Reading text below:

In our last blog we covered two possible causes of intermenstrual bleeding and heavy periods. This can be worrying situation for a woman and and can have a big effect on everyday life.

There is not always an underlying cause, but it can be a result of many different types of problems. This is why it is so important to speak to your GP about your symptoms. Your GP may examine you, take some blood and urine samples, or arrange  a smear test or an ultrasound scan.

Literature states that transvaginal ultrasound is the primary test in the detection and evaluation of gynaecological pathologies. As a considerably simple and non-invasive method, it has a good accuracy rate in diagnosing uterine or ovarian abnormalities. Transvaginal scan is preferred over the transabdominal method as it enables better visualisation of the ovaries and endometrium.

One of other causes can be pelvic inflammatory disease (PID). PID  is an infection of the female upper genital tract, including the uterus, fallopian tubes and ovaries. Most cases are caused by a bacterial infection that’s spread from the vagina or the cervix to the reproductive organs higher up.  If diagnosed at an early stage, PID can be treated with a course of antibiotics, which usually lasts for 14 days. You might be given a mixture of antibiotics to cover the most likely infections, and often an injection as well as tablets.

The early stages of an infection bring accumulation of simple fluid in the endometrial canal, fallopian tubes and pelvis, which are visible on ultrasound. As the disease progresses, the fallopian tubes become thicker and fill with complex fluid. Later, tubal-ovarian and pelvic abscesses form thick-walled, complex fluid collections.

End of Reading text.

▶ _Prompt 1_
Answer these questions from the text on abnormal bleeding:
(a) Which test does the text call the primary test in detecting and evaluating gynaecological pathologies?
(b) How long does a course of antibiotics for PID usually last?
(c) Which organs does the text list as part of the female upper genital tract?
▶ _Prompt 2_
Write out the passage of the text on abnormal bleeding that begins at the words "The early stages" and stops after "complex fluid collections.", substituting "oviducts" for "fallopian tubes" throughout.

Provided data below:

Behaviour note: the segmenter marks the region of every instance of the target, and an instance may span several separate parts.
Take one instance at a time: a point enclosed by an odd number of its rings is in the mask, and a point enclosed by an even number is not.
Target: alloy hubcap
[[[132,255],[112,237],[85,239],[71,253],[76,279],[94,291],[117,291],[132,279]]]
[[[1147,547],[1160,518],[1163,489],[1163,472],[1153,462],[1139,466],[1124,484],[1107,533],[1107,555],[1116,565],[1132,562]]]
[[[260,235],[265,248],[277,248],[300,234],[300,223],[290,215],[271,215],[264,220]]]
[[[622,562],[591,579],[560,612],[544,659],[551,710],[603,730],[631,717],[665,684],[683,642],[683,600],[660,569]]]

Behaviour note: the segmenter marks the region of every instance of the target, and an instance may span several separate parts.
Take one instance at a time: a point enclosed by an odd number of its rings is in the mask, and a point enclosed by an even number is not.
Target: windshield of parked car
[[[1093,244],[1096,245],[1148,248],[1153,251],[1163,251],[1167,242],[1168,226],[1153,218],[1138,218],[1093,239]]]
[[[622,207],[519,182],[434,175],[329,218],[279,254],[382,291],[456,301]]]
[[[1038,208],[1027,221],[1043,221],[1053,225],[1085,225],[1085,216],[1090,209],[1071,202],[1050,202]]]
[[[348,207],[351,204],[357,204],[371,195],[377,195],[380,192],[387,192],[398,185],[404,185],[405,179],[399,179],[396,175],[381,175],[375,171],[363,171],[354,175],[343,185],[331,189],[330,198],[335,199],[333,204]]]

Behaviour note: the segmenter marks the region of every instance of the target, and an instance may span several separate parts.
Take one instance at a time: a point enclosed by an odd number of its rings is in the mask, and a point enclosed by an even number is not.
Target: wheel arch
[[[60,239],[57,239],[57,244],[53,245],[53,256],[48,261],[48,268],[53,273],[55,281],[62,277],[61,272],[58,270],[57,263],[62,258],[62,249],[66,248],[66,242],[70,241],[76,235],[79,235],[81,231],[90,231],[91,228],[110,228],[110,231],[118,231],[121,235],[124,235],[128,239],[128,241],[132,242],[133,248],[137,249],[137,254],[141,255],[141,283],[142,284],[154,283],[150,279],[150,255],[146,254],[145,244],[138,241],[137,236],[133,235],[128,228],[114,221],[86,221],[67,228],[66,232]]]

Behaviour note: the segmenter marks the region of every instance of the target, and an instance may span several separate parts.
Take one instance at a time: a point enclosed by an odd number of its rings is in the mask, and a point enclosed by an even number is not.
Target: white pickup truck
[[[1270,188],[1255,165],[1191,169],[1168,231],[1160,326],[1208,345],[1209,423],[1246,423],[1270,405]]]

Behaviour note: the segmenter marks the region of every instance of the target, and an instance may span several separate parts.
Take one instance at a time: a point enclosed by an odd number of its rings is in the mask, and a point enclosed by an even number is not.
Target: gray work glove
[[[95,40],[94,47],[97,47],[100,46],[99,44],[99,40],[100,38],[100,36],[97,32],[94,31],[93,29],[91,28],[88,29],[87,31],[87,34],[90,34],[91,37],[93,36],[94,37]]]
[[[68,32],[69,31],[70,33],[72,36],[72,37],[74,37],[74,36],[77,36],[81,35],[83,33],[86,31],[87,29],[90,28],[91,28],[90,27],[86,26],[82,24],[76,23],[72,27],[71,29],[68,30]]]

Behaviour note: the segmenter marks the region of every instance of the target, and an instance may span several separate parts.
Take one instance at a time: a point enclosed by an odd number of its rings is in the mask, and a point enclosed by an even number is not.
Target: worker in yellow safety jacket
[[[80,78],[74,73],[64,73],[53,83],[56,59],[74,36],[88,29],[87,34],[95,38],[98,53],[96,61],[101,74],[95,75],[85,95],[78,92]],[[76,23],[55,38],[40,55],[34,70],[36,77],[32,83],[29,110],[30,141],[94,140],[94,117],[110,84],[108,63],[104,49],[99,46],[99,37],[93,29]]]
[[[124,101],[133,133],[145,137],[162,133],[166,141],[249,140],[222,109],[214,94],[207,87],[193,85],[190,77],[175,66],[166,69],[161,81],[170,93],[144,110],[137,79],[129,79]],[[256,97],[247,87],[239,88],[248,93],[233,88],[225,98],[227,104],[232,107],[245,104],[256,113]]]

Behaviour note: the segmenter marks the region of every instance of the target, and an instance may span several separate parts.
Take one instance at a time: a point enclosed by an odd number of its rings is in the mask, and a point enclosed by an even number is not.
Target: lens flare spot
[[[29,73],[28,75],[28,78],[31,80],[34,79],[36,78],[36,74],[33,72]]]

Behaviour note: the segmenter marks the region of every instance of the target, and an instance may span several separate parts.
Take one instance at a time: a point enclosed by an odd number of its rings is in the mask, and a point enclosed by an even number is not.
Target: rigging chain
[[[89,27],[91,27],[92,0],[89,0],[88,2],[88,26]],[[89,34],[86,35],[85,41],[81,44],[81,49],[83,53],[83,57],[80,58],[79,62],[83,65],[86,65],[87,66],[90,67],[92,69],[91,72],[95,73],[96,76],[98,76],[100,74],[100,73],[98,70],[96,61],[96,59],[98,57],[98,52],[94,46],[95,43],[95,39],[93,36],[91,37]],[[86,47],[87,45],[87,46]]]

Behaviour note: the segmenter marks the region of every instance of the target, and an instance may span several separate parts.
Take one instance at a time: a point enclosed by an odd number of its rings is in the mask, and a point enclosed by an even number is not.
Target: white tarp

End of Provided data.

▶ _Exercise solution 1_
(a) Transvaginal ultrasound.
(b) Usually 14 days.
(c) The uterus, fallopian tubes and ovaries.

▶ _Exercise solution 2_
The early stages of an infection bring accumulation of simple fluid in the endometrial canal, oviducts and pelvis, which are visible on ultrasound. As the disease progresses, the oviducts become thicker and fill with complex fluid. Later, tubal-ovarian and pelvic abscesses form thick-walled, complex fluid collections.